Output every entry exactly as written.
=== Record list ===
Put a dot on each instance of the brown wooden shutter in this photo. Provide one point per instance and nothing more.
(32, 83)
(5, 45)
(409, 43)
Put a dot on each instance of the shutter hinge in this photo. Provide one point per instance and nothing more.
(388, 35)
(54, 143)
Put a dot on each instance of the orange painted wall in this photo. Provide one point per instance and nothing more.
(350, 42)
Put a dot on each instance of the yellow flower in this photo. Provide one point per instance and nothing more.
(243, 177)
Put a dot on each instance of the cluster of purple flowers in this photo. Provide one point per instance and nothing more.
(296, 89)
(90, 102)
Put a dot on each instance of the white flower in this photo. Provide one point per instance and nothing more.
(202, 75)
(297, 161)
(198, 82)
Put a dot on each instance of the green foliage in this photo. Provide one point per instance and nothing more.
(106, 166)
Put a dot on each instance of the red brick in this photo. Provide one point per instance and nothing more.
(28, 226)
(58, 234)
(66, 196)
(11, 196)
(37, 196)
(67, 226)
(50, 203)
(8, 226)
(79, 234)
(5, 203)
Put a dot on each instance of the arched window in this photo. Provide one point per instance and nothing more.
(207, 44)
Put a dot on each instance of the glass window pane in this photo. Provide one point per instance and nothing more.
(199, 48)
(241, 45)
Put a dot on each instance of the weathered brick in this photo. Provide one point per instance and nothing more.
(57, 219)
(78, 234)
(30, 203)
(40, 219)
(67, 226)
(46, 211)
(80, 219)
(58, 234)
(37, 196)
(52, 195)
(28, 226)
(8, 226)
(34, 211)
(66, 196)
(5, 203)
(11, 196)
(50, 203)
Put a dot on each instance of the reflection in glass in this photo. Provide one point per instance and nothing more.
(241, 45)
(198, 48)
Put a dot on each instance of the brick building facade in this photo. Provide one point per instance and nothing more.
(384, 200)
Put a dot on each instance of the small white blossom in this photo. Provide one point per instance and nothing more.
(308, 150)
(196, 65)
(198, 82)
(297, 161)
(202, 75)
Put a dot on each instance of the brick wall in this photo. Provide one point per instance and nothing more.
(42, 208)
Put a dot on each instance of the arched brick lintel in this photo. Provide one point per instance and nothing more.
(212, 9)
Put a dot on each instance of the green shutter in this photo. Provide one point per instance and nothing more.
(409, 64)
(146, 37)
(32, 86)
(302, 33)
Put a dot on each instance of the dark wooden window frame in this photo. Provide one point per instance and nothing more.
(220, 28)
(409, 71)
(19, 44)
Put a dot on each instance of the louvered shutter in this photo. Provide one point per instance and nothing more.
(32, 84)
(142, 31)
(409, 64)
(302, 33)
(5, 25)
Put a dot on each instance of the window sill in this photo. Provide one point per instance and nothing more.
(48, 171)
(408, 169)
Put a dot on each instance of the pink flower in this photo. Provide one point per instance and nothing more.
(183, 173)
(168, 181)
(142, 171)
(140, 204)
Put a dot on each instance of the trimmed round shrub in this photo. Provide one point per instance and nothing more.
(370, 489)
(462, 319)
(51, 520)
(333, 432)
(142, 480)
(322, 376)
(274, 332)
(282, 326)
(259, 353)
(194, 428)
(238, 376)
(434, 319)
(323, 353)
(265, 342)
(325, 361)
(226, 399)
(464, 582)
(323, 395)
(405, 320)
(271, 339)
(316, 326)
===
• [Result]:
Put a dot on each instance of the brown wooden shutter in this photo. Provide one point per instance and nothing more.
(32, 83)
(5, 45)
(409, 43)
Put a dot on each instance of the shutter hinge in this photo. Provide one point per instance and nothing more.
(388, 35)
(54, 143)
Put a dot on each instance of the orange painted wall in this photo. Provide one point per instance and nothing more.
(350, 42)
Put a dot on each instance of the yellow flower in this photo. Provide one point per instance and nothing more.
(243, 177)
Put a dot on each instance of the cluster of purple flowers in this photo. Provide one point per instance and nothing more.
(296, 89)
(90, 102)
Put a dot on each instance of the white flower in this photo. Provide one point per instance and nothing more.
(202, 75)
(297, 161)
(198, 82)
Put a dot on each instance of the green foliage in this photo. Provide one point per instance and nothing more.
(106, 166)
Put a dot on each instance of the red brick in this photo. Provide one point per instance and nothing more.
(28, 226)
(58, 234)
(66, 196)
(11, 196)
(37, 196)
(67, 226)
(50, 203)
(8, 226)
(79, 234)
(5, 203)
Put a dot on each instance of the arched window in this photo. Provide one point per instance and nothing more.
(207, 44)
Put a dot on each instance of the glass window pane in this photo. Provide one point per instance and nothing more.
(199, 48)
(241, 45)
Put a dot on each instance of the weathered brick in this photo. Provide one point per instance and nothing more.
(57, 219)
(78, 234)
(30, 203)
(40, 219)
(67, 226)
(46, 211)
(80, 219)
(58, 234)
(37, 196)
(52, 195)
(28, 226)
(8, 226)
(34, 211)
(66, 196)
(5, 203)
(11, 196)
(50, 203)
Put a dot on each instance of the reflection in glass in this photo. Provide one point per instance and nothing more.
(241, 45)
(198, 48)
Put a dot on each instance of the brick building facade in this photo. Provide one point per instance and nothing more.
(384, 200)
Put a dot on each instance of the small white blossom in this photo. Provide one point per instance and nothing more.
(308, 150)
(196, 65)
(198, 82)
(297, 161)
(202, 75)
Put a dot on each instance of the brick wall in this photo. Provide one point per instance and nothing more.
(42, 208)
Put a dot on each instance of the arched brick lintel in this photo. Provide one point per instance and nothing more.
(212, 9)
Put a dot on each instance of the green shutter in this photo. Provide one point per instance and nothing more.
(409, 64)
(146, 37)
(32, 86)
(302, 33)
Put a dot on each instance of the dark wooden window frame in this photo. Provide one point per instance and nothing more.
(220, 28)
(409, 71)
(19, 44)
Put a dot on each instance of the louvered shutter in this photo. Provide one point per instance and nothing more.
(32, 84)
(142, 31)
(409, 64)
(302, 33)
(5, 25)
Put a dot on each instance of the window sill in this photo. Provide one point per instance and nothing more.
(48, 171)
(408, 169)
Put a dot on each instance of the pink flower in this photo. Provide one point per instance and nothing more.
(183, 173)
(168, 181)
(142, 171)
(140, 204)
Put a dot on each instance of the trimmed round shrub in this photo. Provide one point per instance and nothing more.
(370, 489)
(462, 319)
(51, 520)
(333, 432)
(142, 480)
(322, 376)
(274, 332)
(282, 326)
(259, 353)
(194, 428)
(238, 376)
(434, 319)
(323, 353)
(265, 342)
(325, 361)
(226, 399)
(464, 582)
(323, 395)
(405, 320)
(271, 339)
(316, 326)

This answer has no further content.